What to do ▸ Every record must be written out once more, with nothing added or omitted.

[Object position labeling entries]
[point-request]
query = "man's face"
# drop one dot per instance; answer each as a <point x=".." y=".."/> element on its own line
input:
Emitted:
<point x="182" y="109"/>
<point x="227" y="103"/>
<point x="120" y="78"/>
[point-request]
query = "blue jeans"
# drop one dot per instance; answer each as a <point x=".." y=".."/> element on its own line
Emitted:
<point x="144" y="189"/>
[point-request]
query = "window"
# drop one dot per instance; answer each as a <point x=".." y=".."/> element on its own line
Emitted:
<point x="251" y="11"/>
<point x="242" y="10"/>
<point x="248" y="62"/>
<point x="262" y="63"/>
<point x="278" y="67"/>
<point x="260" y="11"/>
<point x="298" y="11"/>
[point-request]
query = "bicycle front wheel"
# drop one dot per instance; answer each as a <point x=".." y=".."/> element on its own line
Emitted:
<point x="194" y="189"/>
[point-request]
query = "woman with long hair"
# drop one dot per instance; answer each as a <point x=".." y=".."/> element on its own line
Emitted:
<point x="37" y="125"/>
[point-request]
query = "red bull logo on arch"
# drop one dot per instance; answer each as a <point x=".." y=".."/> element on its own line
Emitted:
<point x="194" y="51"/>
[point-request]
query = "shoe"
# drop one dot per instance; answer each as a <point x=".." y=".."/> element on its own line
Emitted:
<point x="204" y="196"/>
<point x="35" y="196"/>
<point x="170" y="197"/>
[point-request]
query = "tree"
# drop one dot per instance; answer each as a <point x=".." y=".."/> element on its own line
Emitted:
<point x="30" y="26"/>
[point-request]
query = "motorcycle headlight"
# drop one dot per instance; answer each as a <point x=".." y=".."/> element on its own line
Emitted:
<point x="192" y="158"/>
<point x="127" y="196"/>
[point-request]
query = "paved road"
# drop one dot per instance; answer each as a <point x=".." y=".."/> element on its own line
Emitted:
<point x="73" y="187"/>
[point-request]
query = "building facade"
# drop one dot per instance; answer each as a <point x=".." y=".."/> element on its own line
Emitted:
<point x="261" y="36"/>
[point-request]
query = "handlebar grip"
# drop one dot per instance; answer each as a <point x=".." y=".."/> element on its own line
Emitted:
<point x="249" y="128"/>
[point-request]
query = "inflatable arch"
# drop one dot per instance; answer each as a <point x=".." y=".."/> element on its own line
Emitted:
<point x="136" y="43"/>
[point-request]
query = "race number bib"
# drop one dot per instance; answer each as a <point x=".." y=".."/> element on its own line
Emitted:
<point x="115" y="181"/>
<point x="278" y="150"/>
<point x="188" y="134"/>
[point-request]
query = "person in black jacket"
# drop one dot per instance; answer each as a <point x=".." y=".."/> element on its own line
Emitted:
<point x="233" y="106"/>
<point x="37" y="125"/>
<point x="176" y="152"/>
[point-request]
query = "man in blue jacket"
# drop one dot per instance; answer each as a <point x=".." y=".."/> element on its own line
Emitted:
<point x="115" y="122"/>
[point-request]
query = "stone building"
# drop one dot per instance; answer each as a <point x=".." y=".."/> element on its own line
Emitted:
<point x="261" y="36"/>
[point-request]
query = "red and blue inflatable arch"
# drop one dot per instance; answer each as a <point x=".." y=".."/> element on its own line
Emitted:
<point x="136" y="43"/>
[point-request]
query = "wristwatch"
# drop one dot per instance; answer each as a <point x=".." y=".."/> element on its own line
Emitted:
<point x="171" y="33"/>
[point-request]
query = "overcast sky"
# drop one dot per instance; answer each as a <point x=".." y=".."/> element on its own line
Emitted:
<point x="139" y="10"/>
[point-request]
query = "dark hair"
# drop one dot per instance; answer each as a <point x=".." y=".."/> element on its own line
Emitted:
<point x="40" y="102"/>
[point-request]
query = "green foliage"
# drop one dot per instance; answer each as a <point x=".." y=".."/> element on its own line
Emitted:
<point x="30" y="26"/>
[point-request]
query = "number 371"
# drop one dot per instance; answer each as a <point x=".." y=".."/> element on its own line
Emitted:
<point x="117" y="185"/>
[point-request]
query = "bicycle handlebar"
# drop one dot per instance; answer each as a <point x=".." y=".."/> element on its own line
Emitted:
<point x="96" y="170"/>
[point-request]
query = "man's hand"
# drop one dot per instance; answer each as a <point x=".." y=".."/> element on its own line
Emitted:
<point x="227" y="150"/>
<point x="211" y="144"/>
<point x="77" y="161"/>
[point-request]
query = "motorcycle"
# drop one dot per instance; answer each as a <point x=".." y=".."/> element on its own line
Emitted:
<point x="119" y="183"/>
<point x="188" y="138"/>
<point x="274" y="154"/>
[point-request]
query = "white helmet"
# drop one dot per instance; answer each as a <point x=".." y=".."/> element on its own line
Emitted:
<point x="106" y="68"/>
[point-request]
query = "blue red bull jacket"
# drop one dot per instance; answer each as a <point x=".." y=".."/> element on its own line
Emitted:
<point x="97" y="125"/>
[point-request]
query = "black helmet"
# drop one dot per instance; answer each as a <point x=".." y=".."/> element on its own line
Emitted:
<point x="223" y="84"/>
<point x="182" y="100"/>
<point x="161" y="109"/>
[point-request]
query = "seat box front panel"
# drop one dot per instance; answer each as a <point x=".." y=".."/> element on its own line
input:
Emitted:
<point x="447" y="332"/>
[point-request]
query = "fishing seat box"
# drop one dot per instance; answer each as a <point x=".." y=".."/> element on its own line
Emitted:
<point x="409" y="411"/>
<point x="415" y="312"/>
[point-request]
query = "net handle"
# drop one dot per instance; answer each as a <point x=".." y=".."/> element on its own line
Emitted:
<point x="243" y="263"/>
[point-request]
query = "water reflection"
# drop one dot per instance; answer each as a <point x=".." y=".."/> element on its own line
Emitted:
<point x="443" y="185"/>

Response to the task ▸
[point-request]
query = "man's face"
# drop one dot per instance; answer each as a <point x=".." y=".."/> element on its own line
input:
Emitted:
<point x="182" y="109"/>
<point x="227" y="103"/>
<point x="120" y="78"/>
[point-request]
query = "blue jeans"
# drop one dot per instance; answer each as a <point x=".." y=".."/> element on its own line
Emitted:
<point x="144" y="189"/>
[point-request]
query = "window"
# drop one dot per instance; answer each as a <point x=".." y=".."/> element on its own line
Emitted:
<point x="251" y="11"/>
<point x="242" y="10"/>
<point x="248" y="62"/>
<point x="262" y="63"/>
<point x="278" y="67"/>
<point x="260" y="11"/>
<point x="298" y="11"/>
[point-request]
query = "bicycle front wheel"
# drop one dot per instance; answer each as a <point x=".." y=".."/> element on its own line
Emitted:
<point x="194" y="189"/>
[point-request]
query = "woman with long hair"
# drop one dot per instance; answer each as a <point x=".." y=".."/> element on its own line
Emitted:
<point x="37" y="125"/>
[point-request]
query = "red bull logo on arch"
# drop one dot per instance; answer each as a <point x=".." y=".."/> element on its own line
Emitted:
<point x="194" y="51"/>
[point-request]
query = "shoe"
# drop one dot per instance; answer each as a <point x=".." y=".."/> element on its own line
Emitted:
<point x="204" y="196"/>
<point x="35" y="196"/>
<point x="170" y="197"/>
[point-request]
query = "tree"
# drop one dot per instance; answer each as a <point x=".." y=".."/> element on its own line
Emitted:
<point x="30" y="26"/>
[point-request]
query = "motorcycle headlight"
# drop one dot per instance; answer each as a <point x=".." y=".."/> element on its own line
Emitted:
<point x="192" y="158"/>
<point x="127" y="196"/>
[point-request]
query = "paved road"
# drop one dot per instance; answer each as a <point x=".." y=".."/> element on its own line
Emitted:
<point x="73" y="187"/>
[point-request]
query = "building facade"
# drop one dot per instance; answer each as a <point x=".." y=".."/> element on its own line
Emitted:
<point x="261" y="36"/>
[point-request]
query = "handlebar grip"
# drop one dot per instance; answer each as a <point x=".." y=".."/> element on its own line
Emitted:
<point x="249" y="128"/>
[point-request]
query = "inflatable arch"
# drop one dot per instance; answer each as a <point x=".." y=".."/> element on its own line
Emitted:
<point x="136" y="43"/>
[point-request]
query = "race number bib"
# drop one dot per instance; answer each as a <point x=".." y=".."/> element on its own line
Emitted:
<point x="115" y="181"/>
<point x="278" y="150"/>
<point x="188" y="134"/>
[point-request]
query = "person in black jacket"
# drop one dot per instance; answer each as a <point x=".." y=".."/> element on its own line
Emitted:
<point x="233" y="106"/>
<point x="37" y="125"/>
<point x="176" y="152"/>
[point-request]
query = "man in blue jacket"
# drop one dot per instance; answer each as a <point x=".." y=".."/> element on its own line
Emitted:
<point x="115" y="122"/>
[point-request]
query = "stone building"
# drop one dot per instance; answer each as a <point x=".." y=".."/> element on its own line
Emitted:
<point x="261" y="36"/>
[point-request]
query = "red and blue inflatable arch"
# drop one dot per instance; answer each as a <point x=".." y=".."/> element on its own line
Emitted:
<point x="136" y="43"/>
[point-request]
query = "wristwatch"
# drop one dot per instance; answer each as a <point x=".." y=".."/> element on its own line
Emitted:
<point x="171" y="33"/>
[point-request]
query = "overcast sky"
# drop one dot per instance; answer each as a <point x=".." y=".."/> element on its own line
Emitted:
<point x="139" y="10"/>
[point-request]
query = "dark hair"
# drop one dot per instance; answer each as a <point x=".." y=".."/> element on its own line
Emitted:
<point x="40" y="102"/>
[point-request]
query = "green foliage"
# drop one dot per instance; answer each as a <point x=".." y=".."/> element on its own line
Emitted:
<point x="30" y="26"/>
[point-request]
query = "number 371"
# drop one dot per instance; answer each as a <point x=".." y=".."/> element on its own line
Emitted:
<point x="117" y="185"/>
[point-request]
query = "bicycle handlebar"
# drop one dot per instance; answer each as a <point x=".." y=".."/> element on its own line
Emitted:
<point x="96" y="170"/>
[point-request]
query = "man's hand"
# drop one dot per instance; answer each as a <point x=".." y=".."/> element on its own line
Emitted:
<point x="227" y="150"/>
<point x="211" y="144"/>
<point x="77" y="161"/>
[point-request]
query = "motorcycle"
# drop one dot per instance; answer each as a <point x=".." y=".."/> element on its own line
Emitted:
<point x="119" y="183"/>
<point x="188" y="138"/>
<point x="274" y="154"/>
[point-request]
query = "white helmet"
# drop one dot per instance; answer each as a <point x=".." y=".."/> element on its own line
Emitted:
<point x="106" y="68"/>
[point-request]
query = "blue red bull jacket"
# drop one dot per instance; answer each as a <point x=".." y=".."/> element on its own line
Emitted:
<point x="97" y="125"/>
[point-request]
query = "black helmet"
# drop one dot per instance; answer each as a <point x=".." y=".."/> element on its own line
Emitted:
<point x="223" y="84"/>
<point x="182" y="100"/>
<point x="161" y="109"/>
[point-request]
query = "seat box front panel"
# drop one dot per instance; answer each as a <point x=".." y=".."/> element on its own line
input:
Emitted:
<point x="447" y="332"/>
[point-request]
query = "fishing seat box"
# drop one dot per instance; answer each as a <point x=".." y=".."/> element on its own line
Emitted:
<point x="409" y="411"/>
<point x="415" y="312"/>
[point-request]
query = "net handle"
# drop one dot per instance; answer each as a <point x=".." y=".."/> element on its own line
Emitted:
<point x="243" y="263"/>
[point-request]
query = "water reflection"
# drop one dot per instance; answer each as a <point x=".." y=".."/> element on its own line
Emitted:
<point x="443" y="185"/>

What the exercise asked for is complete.